» **What is being asked**
In the records below, find the line holding "TARGET: screened enclosure outside window" and the line holding "TARGET: refrigerator door handle". Set down both, with every line between them, exactly.

═════ Excerpted data ═════

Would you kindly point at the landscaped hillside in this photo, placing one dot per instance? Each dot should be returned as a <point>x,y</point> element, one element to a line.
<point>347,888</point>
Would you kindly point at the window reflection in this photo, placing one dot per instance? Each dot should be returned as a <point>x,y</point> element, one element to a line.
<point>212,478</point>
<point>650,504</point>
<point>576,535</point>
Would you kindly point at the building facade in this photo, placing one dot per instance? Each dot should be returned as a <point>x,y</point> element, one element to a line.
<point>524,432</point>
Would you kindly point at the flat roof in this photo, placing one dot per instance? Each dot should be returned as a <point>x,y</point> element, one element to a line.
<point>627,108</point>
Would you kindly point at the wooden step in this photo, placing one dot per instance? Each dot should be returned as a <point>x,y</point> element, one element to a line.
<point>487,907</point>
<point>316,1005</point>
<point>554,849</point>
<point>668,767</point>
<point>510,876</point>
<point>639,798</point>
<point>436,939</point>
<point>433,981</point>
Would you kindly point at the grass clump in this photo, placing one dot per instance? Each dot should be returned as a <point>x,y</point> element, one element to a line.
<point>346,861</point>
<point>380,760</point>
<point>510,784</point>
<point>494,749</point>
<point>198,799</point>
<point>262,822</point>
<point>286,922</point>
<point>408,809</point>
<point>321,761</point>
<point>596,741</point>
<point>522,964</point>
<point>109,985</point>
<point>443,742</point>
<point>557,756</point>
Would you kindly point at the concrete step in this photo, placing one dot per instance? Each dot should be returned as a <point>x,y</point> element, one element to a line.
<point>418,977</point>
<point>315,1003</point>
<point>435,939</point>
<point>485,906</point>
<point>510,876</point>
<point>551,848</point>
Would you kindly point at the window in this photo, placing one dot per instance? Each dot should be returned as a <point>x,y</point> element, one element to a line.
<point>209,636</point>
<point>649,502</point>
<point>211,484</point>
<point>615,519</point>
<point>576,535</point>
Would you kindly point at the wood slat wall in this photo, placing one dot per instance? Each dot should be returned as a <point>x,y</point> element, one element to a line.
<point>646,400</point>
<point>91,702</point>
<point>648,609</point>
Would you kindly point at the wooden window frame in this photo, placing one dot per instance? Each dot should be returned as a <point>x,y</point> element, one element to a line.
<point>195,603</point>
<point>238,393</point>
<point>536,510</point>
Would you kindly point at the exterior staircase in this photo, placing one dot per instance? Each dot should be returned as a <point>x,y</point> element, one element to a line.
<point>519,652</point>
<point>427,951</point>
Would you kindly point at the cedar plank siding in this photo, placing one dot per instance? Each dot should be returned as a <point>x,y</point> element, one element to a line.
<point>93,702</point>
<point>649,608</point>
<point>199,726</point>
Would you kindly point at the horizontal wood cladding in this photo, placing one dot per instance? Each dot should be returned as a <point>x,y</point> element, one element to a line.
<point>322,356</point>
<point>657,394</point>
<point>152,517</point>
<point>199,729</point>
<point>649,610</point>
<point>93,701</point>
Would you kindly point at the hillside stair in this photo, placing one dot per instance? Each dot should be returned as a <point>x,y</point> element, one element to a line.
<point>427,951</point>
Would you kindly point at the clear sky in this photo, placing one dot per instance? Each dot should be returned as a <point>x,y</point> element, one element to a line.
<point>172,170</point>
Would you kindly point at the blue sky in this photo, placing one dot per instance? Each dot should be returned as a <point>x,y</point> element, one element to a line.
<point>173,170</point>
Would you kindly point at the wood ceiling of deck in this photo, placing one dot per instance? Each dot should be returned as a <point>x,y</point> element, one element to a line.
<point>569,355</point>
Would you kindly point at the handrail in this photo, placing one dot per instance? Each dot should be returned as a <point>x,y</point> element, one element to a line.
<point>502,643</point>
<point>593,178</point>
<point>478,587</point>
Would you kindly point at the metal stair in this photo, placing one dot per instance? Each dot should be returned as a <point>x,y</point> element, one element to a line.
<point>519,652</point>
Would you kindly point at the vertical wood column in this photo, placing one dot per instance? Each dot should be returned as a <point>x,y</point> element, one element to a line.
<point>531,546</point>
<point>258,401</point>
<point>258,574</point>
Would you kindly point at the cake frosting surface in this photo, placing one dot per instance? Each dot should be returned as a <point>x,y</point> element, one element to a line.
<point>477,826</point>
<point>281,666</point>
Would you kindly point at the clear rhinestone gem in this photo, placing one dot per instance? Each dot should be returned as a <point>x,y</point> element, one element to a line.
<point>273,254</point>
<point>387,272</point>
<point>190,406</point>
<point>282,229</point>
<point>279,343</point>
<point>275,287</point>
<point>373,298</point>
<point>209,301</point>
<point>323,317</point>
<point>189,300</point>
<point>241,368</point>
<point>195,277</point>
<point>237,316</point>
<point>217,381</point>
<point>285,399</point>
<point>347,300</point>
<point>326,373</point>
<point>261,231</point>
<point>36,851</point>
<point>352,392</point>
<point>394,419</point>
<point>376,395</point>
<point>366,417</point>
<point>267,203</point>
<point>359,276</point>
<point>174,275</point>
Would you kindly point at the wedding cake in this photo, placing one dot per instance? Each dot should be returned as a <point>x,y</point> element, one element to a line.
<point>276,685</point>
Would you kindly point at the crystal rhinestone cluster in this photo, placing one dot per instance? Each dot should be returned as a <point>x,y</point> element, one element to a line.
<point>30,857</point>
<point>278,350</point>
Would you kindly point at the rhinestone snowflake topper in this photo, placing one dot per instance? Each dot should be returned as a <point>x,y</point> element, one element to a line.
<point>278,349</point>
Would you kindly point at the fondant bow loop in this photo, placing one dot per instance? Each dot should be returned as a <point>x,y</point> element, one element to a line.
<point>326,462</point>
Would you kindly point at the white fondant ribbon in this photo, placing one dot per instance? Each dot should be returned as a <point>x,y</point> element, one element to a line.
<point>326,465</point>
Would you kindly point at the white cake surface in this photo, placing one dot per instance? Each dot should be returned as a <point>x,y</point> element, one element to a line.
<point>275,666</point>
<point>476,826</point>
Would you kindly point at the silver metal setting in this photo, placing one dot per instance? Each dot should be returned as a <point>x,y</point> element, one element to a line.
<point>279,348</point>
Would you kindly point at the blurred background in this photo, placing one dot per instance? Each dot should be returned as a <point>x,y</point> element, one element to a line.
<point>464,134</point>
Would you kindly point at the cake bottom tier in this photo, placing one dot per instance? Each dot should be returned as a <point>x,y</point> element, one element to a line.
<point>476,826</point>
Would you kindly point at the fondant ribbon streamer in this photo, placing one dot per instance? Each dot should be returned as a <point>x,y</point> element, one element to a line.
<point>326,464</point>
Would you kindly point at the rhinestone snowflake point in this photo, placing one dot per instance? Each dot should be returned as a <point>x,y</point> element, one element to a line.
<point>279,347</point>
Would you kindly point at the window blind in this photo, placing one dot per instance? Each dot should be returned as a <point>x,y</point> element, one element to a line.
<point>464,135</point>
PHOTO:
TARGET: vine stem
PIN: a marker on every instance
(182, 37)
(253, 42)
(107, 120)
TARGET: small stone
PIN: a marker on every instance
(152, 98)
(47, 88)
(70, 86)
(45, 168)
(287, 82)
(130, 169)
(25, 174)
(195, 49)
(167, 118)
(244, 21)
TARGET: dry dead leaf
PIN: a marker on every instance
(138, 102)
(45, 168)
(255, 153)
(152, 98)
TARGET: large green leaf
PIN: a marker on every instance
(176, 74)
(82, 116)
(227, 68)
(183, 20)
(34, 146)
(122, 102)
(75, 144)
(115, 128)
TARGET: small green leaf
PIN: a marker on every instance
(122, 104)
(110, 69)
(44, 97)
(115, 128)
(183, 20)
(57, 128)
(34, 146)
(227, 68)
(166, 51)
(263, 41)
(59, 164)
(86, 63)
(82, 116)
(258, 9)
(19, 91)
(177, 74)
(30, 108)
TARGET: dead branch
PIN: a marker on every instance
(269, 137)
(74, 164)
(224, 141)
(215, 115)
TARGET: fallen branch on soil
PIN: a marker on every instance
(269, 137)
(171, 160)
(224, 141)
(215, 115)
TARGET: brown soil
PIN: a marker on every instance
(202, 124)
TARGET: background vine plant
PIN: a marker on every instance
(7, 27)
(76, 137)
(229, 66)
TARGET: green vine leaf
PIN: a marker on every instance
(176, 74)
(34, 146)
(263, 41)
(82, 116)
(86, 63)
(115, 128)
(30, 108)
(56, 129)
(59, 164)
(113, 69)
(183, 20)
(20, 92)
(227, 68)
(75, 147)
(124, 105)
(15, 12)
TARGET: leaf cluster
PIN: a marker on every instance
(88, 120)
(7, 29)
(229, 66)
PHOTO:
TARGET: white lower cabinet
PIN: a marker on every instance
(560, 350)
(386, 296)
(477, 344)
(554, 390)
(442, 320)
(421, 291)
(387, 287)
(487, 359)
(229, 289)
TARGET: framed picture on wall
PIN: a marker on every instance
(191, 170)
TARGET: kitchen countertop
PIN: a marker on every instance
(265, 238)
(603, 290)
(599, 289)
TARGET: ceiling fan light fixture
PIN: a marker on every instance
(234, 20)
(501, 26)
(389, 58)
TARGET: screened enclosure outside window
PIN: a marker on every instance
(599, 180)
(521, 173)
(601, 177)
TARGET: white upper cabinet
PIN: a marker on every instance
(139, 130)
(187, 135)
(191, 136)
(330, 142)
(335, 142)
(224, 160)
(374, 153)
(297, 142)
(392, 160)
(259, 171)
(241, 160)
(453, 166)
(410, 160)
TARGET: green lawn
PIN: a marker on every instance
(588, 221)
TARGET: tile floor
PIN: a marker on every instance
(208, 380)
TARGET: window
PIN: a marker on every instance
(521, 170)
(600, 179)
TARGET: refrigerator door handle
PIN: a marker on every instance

═════

» **Result of the task**
TARGET: screened enclosure outside window
PIN: a marker on every instance
(599, 180)
(521, 173)
(601, 177)
TARGET: white upper cabinet
PIN: a marker on every instance
(139, 130)
(187, 135)
(191, 136)
(330, 142)
(335, 142)
(224, 160)
(374, 153)
(297, 142)
(392, 160)
(259, 171)
(241, 160)
(453, 166)
(410, 160)
TARGET: green lawn
PIN: a marker on every instance
(588, 221)
TARGET: tile floor
PIN: a marker on every instance
(208, 380)
TARGET: window
PIN: a marker on every instance
(521, 170)
(600, 179)
TARGET: refrigerator door handle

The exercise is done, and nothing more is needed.